— Start of Working data —

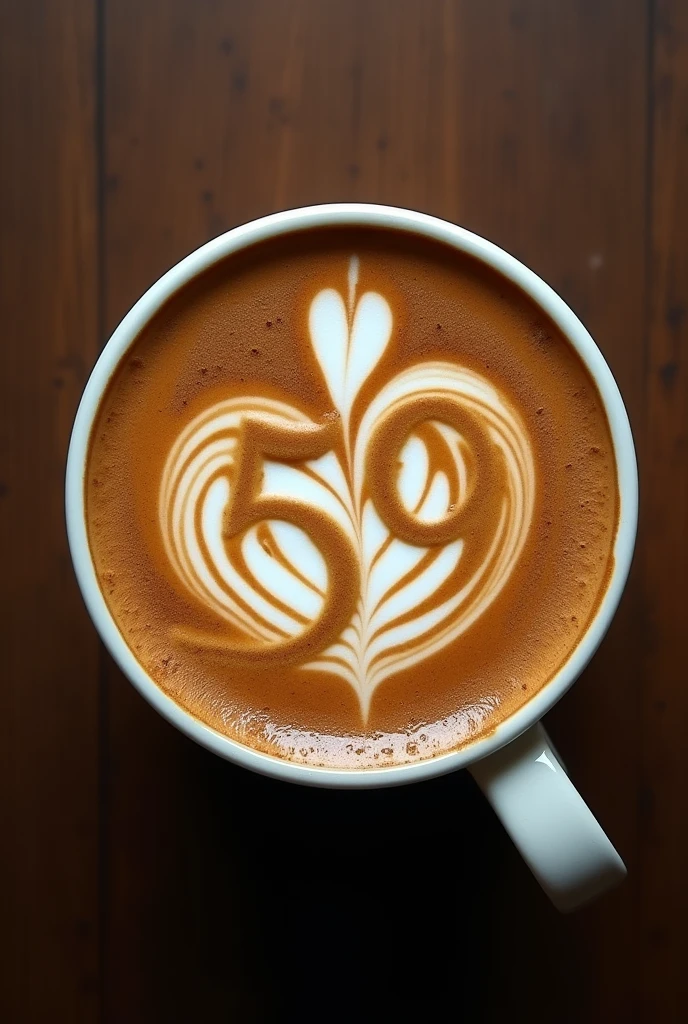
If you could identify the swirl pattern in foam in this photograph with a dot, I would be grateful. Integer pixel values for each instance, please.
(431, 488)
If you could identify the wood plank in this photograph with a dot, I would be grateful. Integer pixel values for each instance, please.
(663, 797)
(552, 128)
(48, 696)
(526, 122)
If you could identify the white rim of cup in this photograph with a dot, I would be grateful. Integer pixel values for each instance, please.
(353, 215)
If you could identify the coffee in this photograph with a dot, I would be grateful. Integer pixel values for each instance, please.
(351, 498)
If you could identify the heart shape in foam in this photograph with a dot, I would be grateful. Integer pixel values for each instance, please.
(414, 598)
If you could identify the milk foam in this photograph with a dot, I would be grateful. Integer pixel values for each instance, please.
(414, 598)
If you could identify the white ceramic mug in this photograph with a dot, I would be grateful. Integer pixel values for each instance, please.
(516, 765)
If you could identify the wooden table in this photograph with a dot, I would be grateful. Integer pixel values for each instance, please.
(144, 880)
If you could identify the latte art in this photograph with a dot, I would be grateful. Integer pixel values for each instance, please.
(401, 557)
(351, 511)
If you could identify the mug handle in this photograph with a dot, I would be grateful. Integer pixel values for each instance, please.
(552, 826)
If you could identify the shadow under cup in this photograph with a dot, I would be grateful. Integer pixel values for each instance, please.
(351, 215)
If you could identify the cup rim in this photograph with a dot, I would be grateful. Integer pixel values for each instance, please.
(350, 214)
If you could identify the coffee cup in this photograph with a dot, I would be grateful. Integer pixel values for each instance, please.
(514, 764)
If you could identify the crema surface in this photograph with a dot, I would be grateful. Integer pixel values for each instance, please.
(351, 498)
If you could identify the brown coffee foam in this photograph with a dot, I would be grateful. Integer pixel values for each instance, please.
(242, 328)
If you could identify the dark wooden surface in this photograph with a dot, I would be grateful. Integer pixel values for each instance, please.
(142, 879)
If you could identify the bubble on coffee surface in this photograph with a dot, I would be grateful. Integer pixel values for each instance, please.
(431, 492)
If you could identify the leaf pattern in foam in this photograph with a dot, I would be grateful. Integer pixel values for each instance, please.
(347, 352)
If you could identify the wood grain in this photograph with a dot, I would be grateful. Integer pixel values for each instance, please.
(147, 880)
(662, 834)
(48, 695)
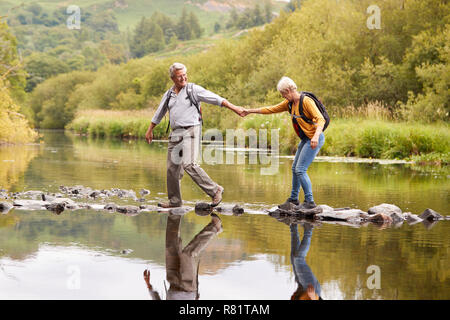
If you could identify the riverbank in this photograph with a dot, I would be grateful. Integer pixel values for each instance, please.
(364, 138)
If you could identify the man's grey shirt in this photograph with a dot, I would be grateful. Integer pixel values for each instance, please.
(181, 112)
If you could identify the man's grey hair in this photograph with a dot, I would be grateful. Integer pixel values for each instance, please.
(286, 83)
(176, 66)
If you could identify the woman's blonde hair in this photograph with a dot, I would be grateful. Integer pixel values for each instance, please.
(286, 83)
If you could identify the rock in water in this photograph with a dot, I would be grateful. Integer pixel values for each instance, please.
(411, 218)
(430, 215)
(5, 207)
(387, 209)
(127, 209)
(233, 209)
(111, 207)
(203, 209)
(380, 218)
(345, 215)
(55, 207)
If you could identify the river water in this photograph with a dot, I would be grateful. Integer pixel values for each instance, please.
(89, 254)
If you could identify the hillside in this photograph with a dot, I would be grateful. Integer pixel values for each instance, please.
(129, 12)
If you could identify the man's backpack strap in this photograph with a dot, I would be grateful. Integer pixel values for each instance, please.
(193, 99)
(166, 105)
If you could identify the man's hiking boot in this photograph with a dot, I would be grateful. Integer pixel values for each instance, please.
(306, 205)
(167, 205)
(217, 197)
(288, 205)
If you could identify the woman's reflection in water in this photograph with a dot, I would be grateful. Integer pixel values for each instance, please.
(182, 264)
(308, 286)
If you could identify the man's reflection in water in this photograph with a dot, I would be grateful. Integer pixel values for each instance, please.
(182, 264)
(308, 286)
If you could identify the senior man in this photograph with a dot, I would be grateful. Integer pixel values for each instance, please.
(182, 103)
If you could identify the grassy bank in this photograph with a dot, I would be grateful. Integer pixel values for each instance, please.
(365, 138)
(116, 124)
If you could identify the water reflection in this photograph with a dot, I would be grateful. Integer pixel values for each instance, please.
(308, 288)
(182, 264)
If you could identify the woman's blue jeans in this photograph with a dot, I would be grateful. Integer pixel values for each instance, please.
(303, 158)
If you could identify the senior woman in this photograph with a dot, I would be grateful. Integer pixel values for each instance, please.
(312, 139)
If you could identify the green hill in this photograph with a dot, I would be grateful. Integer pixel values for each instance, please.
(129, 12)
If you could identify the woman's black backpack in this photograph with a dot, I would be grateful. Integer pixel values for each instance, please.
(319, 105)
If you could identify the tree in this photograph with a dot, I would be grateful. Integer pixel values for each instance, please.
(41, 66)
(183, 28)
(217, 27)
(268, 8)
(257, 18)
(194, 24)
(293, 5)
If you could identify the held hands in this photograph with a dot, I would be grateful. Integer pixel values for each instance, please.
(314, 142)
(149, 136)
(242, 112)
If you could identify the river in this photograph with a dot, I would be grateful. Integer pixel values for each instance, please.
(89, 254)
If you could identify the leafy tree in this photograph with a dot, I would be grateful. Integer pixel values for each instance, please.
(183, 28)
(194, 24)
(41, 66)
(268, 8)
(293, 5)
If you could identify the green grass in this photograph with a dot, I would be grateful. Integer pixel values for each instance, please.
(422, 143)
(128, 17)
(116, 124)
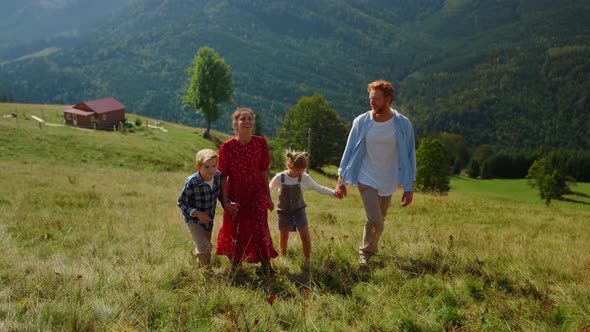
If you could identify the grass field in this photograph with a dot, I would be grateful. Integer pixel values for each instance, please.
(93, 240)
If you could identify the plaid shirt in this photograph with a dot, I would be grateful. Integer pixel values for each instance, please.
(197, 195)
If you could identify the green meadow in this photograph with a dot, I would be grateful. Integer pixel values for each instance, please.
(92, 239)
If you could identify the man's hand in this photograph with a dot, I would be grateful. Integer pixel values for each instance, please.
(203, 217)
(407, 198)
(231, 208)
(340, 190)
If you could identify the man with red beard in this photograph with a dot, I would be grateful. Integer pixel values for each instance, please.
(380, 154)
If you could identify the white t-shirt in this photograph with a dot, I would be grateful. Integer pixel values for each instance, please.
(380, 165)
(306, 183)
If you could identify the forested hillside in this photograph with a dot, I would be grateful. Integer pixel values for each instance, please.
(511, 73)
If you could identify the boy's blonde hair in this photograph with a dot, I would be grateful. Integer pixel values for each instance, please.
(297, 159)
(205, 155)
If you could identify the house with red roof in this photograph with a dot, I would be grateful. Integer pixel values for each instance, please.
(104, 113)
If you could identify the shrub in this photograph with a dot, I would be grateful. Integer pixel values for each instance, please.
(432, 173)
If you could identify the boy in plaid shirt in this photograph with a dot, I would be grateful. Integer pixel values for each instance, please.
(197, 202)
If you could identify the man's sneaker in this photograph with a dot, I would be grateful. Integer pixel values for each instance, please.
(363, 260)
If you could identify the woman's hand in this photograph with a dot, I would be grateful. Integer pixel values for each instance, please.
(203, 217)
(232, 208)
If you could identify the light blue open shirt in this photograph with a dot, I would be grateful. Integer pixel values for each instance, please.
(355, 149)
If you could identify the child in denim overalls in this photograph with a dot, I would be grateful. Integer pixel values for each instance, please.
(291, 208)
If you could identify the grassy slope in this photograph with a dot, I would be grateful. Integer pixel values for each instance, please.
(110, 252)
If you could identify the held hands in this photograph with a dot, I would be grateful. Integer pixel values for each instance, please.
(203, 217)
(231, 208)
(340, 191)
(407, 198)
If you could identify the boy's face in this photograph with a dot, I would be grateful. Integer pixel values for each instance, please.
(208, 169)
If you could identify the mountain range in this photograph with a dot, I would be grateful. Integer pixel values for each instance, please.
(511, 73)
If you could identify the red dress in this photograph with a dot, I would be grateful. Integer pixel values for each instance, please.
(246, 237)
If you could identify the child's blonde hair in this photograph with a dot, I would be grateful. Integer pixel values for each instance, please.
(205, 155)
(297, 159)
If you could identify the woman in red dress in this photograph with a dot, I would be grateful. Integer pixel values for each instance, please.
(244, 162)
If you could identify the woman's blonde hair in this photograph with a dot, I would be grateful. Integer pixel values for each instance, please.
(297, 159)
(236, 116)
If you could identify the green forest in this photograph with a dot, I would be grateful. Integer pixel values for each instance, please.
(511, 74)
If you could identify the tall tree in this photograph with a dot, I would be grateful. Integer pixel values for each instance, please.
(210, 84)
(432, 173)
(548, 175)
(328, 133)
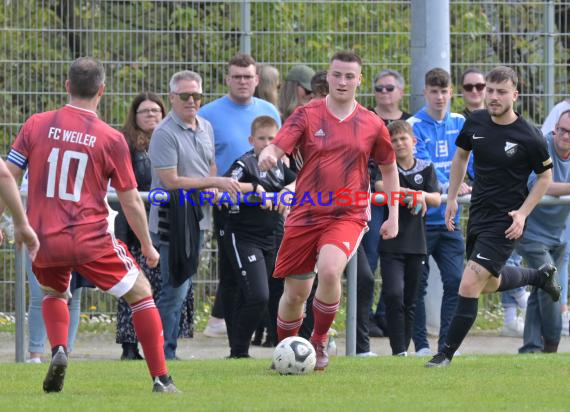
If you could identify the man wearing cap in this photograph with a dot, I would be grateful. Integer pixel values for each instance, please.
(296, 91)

— End of Working data —
— Start of Working data —

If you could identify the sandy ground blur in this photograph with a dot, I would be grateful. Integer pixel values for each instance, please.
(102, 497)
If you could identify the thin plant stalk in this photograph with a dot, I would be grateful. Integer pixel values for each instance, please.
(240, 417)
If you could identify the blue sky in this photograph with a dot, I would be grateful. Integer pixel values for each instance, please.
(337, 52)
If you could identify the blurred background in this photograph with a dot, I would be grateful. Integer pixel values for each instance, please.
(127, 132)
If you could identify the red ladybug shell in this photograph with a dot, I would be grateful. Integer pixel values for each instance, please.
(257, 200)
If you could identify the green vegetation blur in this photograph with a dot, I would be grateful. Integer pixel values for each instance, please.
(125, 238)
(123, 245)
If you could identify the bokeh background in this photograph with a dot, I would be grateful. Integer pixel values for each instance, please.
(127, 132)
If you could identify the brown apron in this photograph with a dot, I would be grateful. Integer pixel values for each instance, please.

— End of Working data —

Pick out every line of the data that contains the word "brown", and copy each one. Case matters.

If you could identify the brown coffee foam in this photograph with a dot, I would be grateful. Integer pixel values for each instance, please.
If you could identify the brown apron in this photograph with a dot, I would be grateful. Integer pixel values for each instance, please.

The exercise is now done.